● **読む文章**
グエル公園の後、バルセロナの三つの世界遺産のひとつであるサン・パウ病院をわずかな時間だけ見学した。モンタネールの設計によるムデハル様式のこの建築群はガウディ芸術とは異なる優美で上品な趣向で、あらためてこの地の文化の多様性を実感させられた。同じくモンタネールによる世界遺産カタルーニャ音楽堂を訪れる時間はなかった。帰国後いろいろ調べてみると訪ねてみたい場所がまだまだたくさんあり、叶うならば、もう一度バルセロナに来てみたいと思った。

午後、名残を惜しんで、バルセロナを後にし、空路でマドリッドへ移動した。

バルセロナ

イベリア半島半島の北東部、地中海に面するスペイン第二の都会。カタルーニャ州の州都、バルセロナ県の県都であり、スペイン最大の工業都市。独自の言語と文化を持ち、スペインが誇る二十世紀を代表する多くの芸術家を生み出した。

十九世紀後半から街の再整備に取り組み、旧市街を取り巻く整然とした美しい街並みと明るく開放的な景観は、国内外から訪れる多くの観光客を魅了している。市内には多くの歴史的建造物が並び、世界遺産として「アントニ・ガウディの建築群」、「サン・パウ病院」、「カタルーニャ音楽堂」がある。

● **元データ**
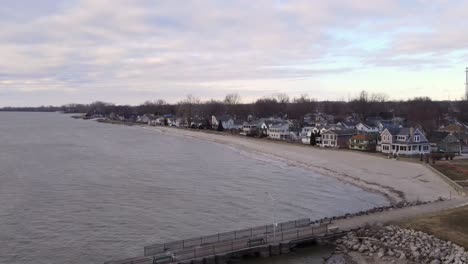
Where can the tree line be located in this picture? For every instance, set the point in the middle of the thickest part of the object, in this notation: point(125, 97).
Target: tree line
point(420, 110)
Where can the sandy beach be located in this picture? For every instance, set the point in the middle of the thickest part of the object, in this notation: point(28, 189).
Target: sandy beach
point(397, 180)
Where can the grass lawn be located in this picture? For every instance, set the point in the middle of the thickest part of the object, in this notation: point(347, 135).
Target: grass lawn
point(449, 225)
point(457, 170)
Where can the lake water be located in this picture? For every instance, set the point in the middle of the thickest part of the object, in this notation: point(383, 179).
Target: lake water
point(78, 191)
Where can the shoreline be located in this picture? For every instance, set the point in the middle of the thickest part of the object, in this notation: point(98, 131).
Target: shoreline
point(368, 178)
point(398, 181)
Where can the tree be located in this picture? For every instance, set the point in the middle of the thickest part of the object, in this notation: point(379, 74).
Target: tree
point(186, 108)
point(232, 99)
point(220, 126)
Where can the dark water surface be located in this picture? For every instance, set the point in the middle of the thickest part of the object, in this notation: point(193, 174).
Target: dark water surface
point(76, 191)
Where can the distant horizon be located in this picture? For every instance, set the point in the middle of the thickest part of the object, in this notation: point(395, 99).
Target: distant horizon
point(221, 100)
point(53, 52)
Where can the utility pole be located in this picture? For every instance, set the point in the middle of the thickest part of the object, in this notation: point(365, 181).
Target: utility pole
point(466, 83)
point(273, 201)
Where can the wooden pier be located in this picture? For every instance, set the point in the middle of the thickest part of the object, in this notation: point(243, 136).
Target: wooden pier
point(219, 248)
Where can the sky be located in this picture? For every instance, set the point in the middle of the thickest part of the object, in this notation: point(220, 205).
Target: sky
point(54, 52)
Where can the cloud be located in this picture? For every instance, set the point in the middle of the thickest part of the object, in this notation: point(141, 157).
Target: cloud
point(112, 48)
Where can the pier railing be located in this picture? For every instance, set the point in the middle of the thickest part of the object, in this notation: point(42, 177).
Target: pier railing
point(223, 237)
point(245, 243)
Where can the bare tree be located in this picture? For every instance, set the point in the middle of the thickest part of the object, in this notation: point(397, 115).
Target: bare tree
point(281, 98)
point(186, 108)
point(232, 98)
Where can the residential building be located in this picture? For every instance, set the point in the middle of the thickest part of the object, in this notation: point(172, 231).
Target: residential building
point(403, 141)
point(364, 142)
point(337, 138)
point(363, 128)
point(279, 131)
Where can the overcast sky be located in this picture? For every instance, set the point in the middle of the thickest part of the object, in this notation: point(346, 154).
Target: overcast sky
point(57, 51)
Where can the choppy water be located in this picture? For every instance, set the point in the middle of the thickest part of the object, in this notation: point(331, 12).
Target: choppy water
point(76, 191)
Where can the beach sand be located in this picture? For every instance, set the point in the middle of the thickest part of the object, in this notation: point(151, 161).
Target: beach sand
point(397, 180)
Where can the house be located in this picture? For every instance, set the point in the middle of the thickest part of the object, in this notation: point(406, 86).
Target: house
point(317, 119)
point(305, 134)
point(456, 127)
point(403, 141)
point(364, 142)
point(337, 138)
point(171, 121)
point(265, 123)
point(250, 129)
point(363, 128)
point(450, 144)
point(145, 119)
point(279, 131)
point(181, 122)
point(347, 124)
point(226, 122)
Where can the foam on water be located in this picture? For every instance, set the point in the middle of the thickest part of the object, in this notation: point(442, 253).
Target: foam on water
point(77, 191)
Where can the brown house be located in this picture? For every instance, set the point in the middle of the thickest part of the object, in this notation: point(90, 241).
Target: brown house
point(363, 142)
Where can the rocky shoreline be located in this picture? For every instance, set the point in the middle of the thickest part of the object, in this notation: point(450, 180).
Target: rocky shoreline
point(392, 244)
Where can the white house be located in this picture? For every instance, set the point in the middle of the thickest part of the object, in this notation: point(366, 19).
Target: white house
point(305, 134)
point(279, 131)
point(337, 138)
point(363, 128)
point(226, 121)
point(403, 141)
point(250, 129)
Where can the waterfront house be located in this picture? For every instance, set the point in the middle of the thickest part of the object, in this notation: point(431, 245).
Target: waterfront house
point(265, 123)
point(450, 144)
point(250, 129)
point(346, 124)
point(279, 131)
point(336, 138)
point(455, 127)
point(306, 134)
point(363, 128)
point(226, 122)
point(403, 141)
point(364, 142)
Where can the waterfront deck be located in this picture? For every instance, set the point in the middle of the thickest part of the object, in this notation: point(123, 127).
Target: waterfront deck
point(272, 240)
point(264, 240)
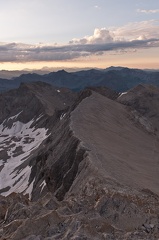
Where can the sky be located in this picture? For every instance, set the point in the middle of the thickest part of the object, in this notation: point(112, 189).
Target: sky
point(38, 34)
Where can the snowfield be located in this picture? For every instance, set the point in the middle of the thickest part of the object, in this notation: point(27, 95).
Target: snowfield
point(19, 141)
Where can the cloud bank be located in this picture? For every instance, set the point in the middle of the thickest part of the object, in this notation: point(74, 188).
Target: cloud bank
point(132, 36)
point(150, 11)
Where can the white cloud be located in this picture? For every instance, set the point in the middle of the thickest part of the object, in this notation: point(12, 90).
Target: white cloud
point(97, 7)
point(100, 36)
point(150, 11)
point(133, 36)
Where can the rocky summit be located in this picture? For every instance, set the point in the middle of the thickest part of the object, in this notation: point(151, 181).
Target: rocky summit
point(79, 166)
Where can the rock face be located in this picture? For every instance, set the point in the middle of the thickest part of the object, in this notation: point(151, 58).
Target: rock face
point(83, 166)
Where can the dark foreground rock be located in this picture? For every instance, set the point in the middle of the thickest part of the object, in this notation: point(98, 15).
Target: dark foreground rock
point(94, 175)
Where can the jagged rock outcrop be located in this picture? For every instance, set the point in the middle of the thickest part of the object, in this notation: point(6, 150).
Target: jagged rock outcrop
point(93, 176)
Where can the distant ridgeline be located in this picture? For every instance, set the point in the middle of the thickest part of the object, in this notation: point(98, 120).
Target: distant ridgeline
point(117, 78)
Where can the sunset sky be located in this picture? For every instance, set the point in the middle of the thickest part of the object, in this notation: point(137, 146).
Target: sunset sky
point(79, 33)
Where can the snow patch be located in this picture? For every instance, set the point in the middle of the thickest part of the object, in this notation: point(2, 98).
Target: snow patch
point(16, 172)
point(62, 116)
point(42, 185)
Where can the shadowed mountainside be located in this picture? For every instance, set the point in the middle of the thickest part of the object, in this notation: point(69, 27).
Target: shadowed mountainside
point(86, 169)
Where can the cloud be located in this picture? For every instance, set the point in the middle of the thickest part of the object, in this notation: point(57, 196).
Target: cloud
point(150, 11)
point(97, 7)
point(130, 37)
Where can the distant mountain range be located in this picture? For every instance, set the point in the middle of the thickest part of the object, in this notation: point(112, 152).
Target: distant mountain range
point(80, 166)
point(117, 78)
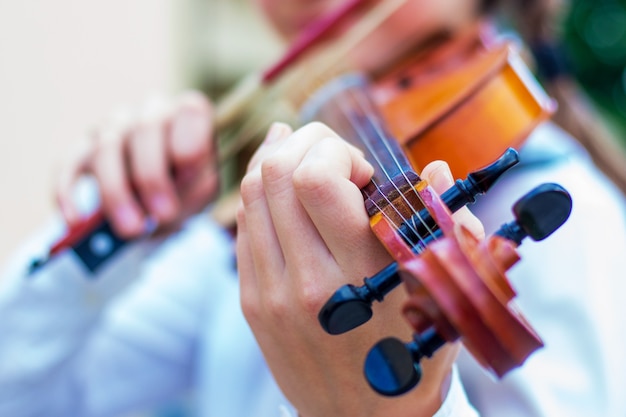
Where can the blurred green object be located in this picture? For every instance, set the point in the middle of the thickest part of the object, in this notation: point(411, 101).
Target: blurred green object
point(595, 41)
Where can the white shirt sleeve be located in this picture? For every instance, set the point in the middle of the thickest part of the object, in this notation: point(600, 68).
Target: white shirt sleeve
point(73, 344)
point(456, 403)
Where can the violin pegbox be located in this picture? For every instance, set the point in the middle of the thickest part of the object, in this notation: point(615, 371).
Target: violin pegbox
point(458, 290)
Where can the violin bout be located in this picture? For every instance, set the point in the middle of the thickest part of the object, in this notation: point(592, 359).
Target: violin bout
point(458, 287)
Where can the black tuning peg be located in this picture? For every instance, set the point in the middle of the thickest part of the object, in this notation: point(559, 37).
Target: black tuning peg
point(538, 214)
point(351, 306)
point(392, 367)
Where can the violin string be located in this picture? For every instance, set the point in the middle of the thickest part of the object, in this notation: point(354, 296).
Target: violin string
point(366, 107)
point(355, 124)
point(385, 140)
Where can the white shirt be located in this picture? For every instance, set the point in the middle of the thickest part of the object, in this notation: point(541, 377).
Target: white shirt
point(146, 330)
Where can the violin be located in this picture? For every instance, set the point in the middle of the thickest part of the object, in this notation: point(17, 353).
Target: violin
point(480, 107)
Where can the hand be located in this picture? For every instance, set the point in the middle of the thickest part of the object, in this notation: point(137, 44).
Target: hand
point(157, 162)
point(303, 232)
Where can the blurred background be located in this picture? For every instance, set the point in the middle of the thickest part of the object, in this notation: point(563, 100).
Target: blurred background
point(66, 64)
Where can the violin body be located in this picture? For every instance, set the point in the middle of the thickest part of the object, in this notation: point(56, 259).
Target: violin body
point(479, 102)
point(464, 101)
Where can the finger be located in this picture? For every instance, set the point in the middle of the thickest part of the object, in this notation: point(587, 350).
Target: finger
point(198, 194)
point(76, 166)
point(266, 251)
point(277, 132)
point(118, 201)
point(298, 237)
point(190, 143)
point(328, 183)
point(438, 175)
point(149, 168)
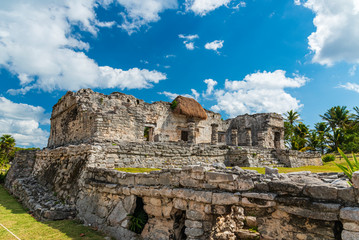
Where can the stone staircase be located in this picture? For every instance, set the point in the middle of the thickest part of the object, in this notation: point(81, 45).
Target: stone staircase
point(42, 203)
point(253, 157)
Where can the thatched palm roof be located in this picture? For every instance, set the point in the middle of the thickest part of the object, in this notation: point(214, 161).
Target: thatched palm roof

● **取り組む課題**
- 1) バルセロナの文章で世界遺産として挙げられているものをすべて書き出せ。
- 2) バルセロナの文章によれば、サン・パウ病院を設計したのは誰か。
- 3) バルセロナの文章の「グエル公園の後、バルセロナの」から「セロナに来てみたいと思った。」までを、その語句も含めて書き写せ。
一覧はバルセロナの文章とは関係がない。

● **解答**
- 1) アントニ・ガウディの建築群、サン・パウ病院、カタルーニャ音楽堂

- 2) モンタネール

- 3)
グエル公園の後、バルセロナの三つの世界遺産のひとつであるサン・パウ病院をわずかな時間だけ見学した。モンタネールの設計によるムデハル様式のこの建築群はガウディ芸術とは異なる優美で上品な趣向で、あらためてこの地の文化の多様性を実感させられた。同じくモンタネールによる世界遺産カタルーニャ音楽堂を訪れる時間はなかった。帰国後いろいろ調べてみると訪ねてみたい場所がまだまだたくさんあり、叶うならば、もう一度バルセロナに来てみたいと思った。